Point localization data
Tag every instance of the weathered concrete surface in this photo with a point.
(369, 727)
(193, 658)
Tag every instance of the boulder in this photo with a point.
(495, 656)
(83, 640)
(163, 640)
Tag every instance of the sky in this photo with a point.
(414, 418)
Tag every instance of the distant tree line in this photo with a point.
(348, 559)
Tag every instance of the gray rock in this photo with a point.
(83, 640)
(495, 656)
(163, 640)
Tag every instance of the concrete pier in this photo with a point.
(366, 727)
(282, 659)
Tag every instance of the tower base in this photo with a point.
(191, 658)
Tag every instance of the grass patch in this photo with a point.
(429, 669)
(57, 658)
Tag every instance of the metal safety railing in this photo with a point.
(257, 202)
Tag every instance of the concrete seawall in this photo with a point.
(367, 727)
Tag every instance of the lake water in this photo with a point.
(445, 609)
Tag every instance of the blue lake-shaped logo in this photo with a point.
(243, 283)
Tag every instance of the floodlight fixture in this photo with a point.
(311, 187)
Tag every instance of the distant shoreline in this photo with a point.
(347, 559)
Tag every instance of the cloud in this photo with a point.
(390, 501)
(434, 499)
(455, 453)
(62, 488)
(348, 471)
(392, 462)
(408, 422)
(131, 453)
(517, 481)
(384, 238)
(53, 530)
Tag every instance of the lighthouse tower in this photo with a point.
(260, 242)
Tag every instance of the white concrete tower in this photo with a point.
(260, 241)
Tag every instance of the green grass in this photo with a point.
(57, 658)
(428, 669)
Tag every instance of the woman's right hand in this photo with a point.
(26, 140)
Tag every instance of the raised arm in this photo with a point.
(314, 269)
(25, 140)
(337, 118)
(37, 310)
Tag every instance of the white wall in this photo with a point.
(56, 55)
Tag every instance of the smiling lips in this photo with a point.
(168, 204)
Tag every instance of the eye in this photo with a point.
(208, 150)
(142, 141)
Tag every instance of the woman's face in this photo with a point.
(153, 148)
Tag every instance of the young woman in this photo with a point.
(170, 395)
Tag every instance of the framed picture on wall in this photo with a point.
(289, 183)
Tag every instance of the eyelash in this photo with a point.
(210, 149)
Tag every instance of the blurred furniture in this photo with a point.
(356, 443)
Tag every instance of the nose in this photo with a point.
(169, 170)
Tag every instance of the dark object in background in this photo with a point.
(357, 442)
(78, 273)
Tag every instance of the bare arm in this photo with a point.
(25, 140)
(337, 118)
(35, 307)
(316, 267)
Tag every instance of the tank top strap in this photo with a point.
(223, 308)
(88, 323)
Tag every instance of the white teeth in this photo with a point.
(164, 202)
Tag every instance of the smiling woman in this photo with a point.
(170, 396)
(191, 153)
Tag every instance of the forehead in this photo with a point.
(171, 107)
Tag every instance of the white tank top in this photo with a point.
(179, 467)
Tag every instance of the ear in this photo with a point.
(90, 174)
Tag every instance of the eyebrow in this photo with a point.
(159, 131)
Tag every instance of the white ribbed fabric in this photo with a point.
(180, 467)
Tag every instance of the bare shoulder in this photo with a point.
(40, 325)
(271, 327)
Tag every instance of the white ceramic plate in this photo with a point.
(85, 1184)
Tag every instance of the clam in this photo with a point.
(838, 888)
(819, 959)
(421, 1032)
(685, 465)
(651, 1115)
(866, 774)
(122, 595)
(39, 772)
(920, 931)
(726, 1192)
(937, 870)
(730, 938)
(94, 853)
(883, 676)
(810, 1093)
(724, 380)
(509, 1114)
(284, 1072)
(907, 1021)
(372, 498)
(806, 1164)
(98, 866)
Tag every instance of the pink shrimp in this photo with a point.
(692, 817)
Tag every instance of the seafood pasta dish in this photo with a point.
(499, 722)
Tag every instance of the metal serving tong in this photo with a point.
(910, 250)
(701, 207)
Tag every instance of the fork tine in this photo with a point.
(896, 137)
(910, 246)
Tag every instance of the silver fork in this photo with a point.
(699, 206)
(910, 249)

◆ Exercise description
All the entries above should come back exactly as they are written.

◆ Solution for this problem
Tag every instance of the weathered concrete surface in this photo with a point.
(369, 727)
(193, 658)
Tag every instance of the boulder in this photo with a point.
(495, 656)
(83, 640)
(163, 640)
Tag every instance of the sky in this photo with a point.
(414, 418)
Tag every instance of the distant tree line in this photo with a point.
(348, 559)
Tag every instance of the gray rock in this photo with a point.
(83, 640)
(495, 656)
(163, 640)
Tag every instance of the concrete pier in this photo with a point.
(366, 727)
(282, 659)
Tag every instance of the tower base in this photo with a point.
(191, 658)
Tag every instance of the grass patch in this photo with a point.
(429, 669)
(57, 658)
Tag every instance of the metal safety railing in this photo with a point.
(257, 202)
Tag every instance of the concrete seawall in this photo with a point.
(367, 727)
Tag every instance of the lake water in this photo with a point.
(445, 609)
Tag every instance of the blue lake-shaped logo in this photo with a point.
(243, 283)
Tag every instance of the floodlight fixture in this photo with a point.
(311, 187)
Tag every instance of the distant shoreline in this photo with a point.
(347, 559)
Tag every instance of the cloud in this photo with a point.
(390, 501)
(434, 499)
(455, 453)
(62, 488)
(348, 471)
(392, 462)
(408, 422)
(131, 453)
(517, 481)
(384, 238)
(53, 530)
Tag every instance of the lighthouse tower in this photo with a point.
(260, 242)
Tag every instance of the white concrete tower in this photo with a point.
(260, 241)
Tag every instance of the green grass in this photo with a point.
(57, 658)
(428, 669)
Tag every instance of the woman's right hand in this photo with a point.
(26, 140)
Tag every instance of the raised arm in this photo with a point.
(314, 269)
(25, 140)
(337, 118)
(37, 310)
Tag every instance of the white wall in this photo with a point.
(56, 55)
Tag every instance of the smiling lips in this photo with a point.
(168, 204)
Tag every instance of the eye in this photo with a point.
(208, 150)
(142, 141)
Tag every instance of the woman's face in this photo with a point.
(153, 148)
Tag every instance of the young woman in this photo with a point.
(170, 395)
Tag every instance of the framed picture on wall in this photo with a point.
(289, 183)
Tag every instance of the eyelash in this photo with a point.
(210, 149)
Tag every instance of the blurred furniture in this photo with a point.
(356, 443)
Tag every instance of the nose in this photo with a point.
(169, 170)
Tag every instance of the dark object in background in this photo with a point.
(357, 442)
(78, 273)
Tag every instance of the bare arm in this photo with a point.
(25, 140)
(337, 118)
(35, 307)
(316, 267)
Tag every instance of the tank top strap in this photo with a point.
(223, 308)
(88, 323)
Tag every instance of the white teeth in this photo with a point.
(164, 202)
Tag every instance of the smiling woman in this photo with a point.
(170, 396)
(191, 153)
Tag every instance of the forehead in this photo with a point.
(171, 107)
Tag every instance of the white tank top in this photo with a point.
(179, 467)
Tag every instance of the ear in this photo with a point.
(90, 174)
Tag every instance of the eyebrow in this photo with a point.
(159, 131)
Tag every instance of the white ribbed fabric in this photo with a point.
(180, 467)
Tag every instance of the bare shoulder in this photo with a point.
(40, 325)
(271, 327)
Tag every instance of the white ceramic plate in this photo with a point.
(85, 1184)
Tag every instance of the clam in this photo with a point.
(838, 888)
(819, 959)
(421, 1032)
(685, 465)
(651, 1115)
(866, 774)
(122, 595)
(39, 772)
(920, 931)
(726, 1192)
(937, 870)
(730, 938)
(94, 853)
(883, 676)
(810, 1093)
(724, 380)
(509, 1114)
(284, 1072)
(907, 1021)
(372, 498)
(806, 1164)
(98, 866)
Tag every instance of the pink shrimp in this photo with a point.
(692, 817)
Tag every instance of the seafood pasta dish in this photo with a point.
(499, 722)
Tag every instance of the metal serving tong in this photo with a point.
(910, 250)
(701, 207)
Tag every instance of the fork tine in this photo with a point.
(896, 137)
(910, 246)
Tag every instance of the silver fork in this photo with a point.
(699, 206)
(910, 249)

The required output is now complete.